Records from a dataset
####################
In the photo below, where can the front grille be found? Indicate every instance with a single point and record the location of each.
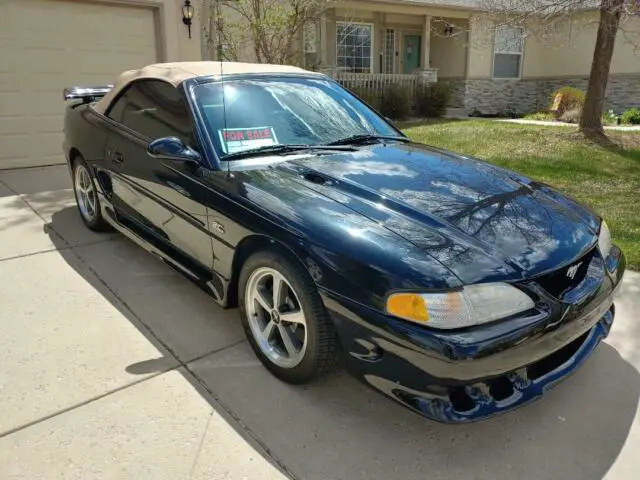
(560, 282)
(502, 387)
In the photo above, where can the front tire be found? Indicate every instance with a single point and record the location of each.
(284, 318)
(86, 194)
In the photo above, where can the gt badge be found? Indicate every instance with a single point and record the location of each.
(217, 227)
(571, 272)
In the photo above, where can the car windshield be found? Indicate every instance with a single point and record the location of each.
(261, 112)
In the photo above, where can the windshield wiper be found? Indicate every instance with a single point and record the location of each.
(280, 149)
(367, 137)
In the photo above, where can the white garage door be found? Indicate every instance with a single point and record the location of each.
(47, 45)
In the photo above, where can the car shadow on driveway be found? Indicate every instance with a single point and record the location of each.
(338, 428)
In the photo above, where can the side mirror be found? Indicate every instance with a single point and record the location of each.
(172, 148)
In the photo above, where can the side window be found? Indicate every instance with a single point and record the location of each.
(154, 109)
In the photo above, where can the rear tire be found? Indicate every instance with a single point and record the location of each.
(284, 318)
(86, 193)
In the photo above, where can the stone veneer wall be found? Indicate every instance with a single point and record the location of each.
(457, 86)
(529, 95)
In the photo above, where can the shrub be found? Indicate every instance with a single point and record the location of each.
(395, 102)
(571, 99)
(631, 116)
(432, 100)
(571, 116)
(546, 116)
(609, 118)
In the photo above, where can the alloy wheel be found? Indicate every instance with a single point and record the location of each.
(275, 317)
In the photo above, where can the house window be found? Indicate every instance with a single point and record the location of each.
(389, 50)
(310, 38)
(354, 43)
(507, 52)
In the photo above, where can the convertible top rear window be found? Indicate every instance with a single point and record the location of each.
(289, 110)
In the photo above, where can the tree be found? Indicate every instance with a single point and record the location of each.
(271, 29)
(591, 119)
(542, 17)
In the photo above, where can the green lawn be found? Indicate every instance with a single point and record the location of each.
(606, 178)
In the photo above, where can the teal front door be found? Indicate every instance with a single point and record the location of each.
(412, 44)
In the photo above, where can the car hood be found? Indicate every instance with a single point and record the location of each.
(482, 222)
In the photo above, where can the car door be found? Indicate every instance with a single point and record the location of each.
(162, 200)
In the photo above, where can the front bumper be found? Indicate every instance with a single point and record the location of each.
(463, 376)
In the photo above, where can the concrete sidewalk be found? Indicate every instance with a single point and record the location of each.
(114, 367)
(549, 123)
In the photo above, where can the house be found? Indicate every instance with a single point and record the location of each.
(490, 68)
(47, 45)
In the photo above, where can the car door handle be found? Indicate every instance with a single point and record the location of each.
(117, 157)
(178, 188)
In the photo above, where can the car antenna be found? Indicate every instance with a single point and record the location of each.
(224, 106)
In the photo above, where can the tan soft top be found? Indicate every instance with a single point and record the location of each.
(178, 72)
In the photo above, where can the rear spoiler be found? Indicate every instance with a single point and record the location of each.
(86, 94)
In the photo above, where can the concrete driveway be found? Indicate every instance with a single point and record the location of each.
(114, 366)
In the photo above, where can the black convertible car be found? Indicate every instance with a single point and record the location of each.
(457, 288)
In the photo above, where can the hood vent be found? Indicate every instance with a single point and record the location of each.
(317, 178)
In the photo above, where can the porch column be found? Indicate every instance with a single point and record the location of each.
(426, 42)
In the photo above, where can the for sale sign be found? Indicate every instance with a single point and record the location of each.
(240, 139)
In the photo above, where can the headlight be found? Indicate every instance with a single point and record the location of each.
(473, 305)
(604, 240)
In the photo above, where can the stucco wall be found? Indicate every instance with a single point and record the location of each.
(479, 53)
(570, 52)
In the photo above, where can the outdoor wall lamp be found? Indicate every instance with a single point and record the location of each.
(187, 14)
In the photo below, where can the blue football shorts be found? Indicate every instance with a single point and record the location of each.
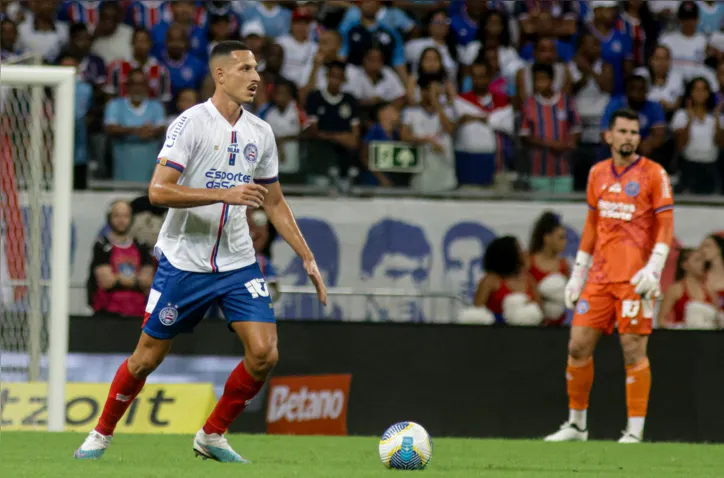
(179, 299)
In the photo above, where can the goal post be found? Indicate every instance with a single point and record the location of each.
(32, 82)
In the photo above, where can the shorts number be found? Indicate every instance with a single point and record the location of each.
(257, 288)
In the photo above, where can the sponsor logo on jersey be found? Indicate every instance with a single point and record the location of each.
(616, 210)
(173, 135)
(308, 404)
(225, 179)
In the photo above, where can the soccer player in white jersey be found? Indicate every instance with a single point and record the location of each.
(217, 161)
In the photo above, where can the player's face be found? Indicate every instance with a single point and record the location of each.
(238, 76)
(556, 240)
(624, 136)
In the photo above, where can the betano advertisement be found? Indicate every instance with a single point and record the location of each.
(159, 408)
(401, 244)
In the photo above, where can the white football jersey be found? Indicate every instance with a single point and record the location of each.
(211, 154)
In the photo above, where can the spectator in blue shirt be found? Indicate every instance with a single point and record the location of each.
(652, 120)
(368, 32)
(186, 70)
(83, 98)
(275, 19)
(136, 124)
(182, 12)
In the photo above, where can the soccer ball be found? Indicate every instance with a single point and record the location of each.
(405, 446)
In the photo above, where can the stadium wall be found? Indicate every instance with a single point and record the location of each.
(467, 381)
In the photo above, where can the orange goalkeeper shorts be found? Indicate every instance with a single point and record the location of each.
(604, 306)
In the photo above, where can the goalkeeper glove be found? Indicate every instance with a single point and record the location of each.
(647, 281)
(575, 284)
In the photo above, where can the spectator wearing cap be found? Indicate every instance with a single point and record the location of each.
(299, 50)
(652, 121)
(360, 37)
(558, 18)
(688, 46)
(92, 68)
(111, 38)
(182, 14)
(41, 34)
(275, 19)
(616, 46)
(158, 76)
(186, 70)
(551, 128)
(136, 125)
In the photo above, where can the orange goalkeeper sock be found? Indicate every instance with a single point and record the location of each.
(579, 378)
(638, 384)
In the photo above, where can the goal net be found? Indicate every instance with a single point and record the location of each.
(36, 165)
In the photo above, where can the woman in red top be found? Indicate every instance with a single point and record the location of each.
(688, 302)
(712, 249)
(547, 267)
(507, 289)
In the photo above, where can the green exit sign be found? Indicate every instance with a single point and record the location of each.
(395, 157)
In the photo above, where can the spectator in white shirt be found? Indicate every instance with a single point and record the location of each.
(40, 33)
(431, 124)
(298, 49)
(376, 83)
(666, 85)
(111, 38)
(699, 133)
(688, 46)
(438, 36)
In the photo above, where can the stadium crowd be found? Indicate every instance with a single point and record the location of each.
(490, 90)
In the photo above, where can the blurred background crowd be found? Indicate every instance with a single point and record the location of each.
(489, 93)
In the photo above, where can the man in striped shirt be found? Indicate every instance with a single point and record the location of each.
(551, 127)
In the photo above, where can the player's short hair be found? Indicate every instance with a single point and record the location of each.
(624, 113)
(546, 223)
(543, 68)
(503, 257)
(226, 47)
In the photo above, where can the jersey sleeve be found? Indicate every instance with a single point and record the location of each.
(179, 145)
(662, 199)
(267, 171)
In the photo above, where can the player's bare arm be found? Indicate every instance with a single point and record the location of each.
(166, 192)
(280, 214)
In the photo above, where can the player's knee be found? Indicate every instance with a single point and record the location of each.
(142, 364)
(580, 349)
(261, 357)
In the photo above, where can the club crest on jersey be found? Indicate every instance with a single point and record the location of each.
(582, 307)
(251, 153)
(168, 315)
(233, 149)
(633, 188)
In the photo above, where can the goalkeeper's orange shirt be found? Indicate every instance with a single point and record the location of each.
(626, 201)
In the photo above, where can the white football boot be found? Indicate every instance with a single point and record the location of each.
(215, 447)
(629, 437)
(569, 431)
(93, 447)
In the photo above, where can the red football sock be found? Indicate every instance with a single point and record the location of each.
(239, 388)
(123, 391)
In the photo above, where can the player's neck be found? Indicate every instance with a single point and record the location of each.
(621, 161)
(229, 109)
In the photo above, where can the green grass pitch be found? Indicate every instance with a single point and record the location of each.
(39, 455)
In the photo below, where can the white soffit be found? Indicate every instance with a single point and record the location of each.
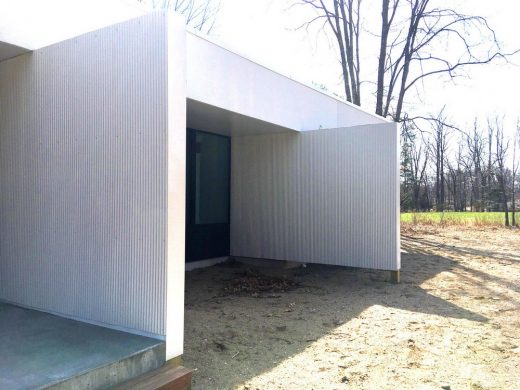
####################
Given exercise:
Gather every line in the records above that holds the word "crowd", and copy each one in full. Case counts.

Solution to this task:
In the photo above, where can the stadium crowd be found? Indicate every instance with a single point and record the location of each.
In the photo above, where can the blurred background crowd be found? Indicate every instance with a single point and record the location of each.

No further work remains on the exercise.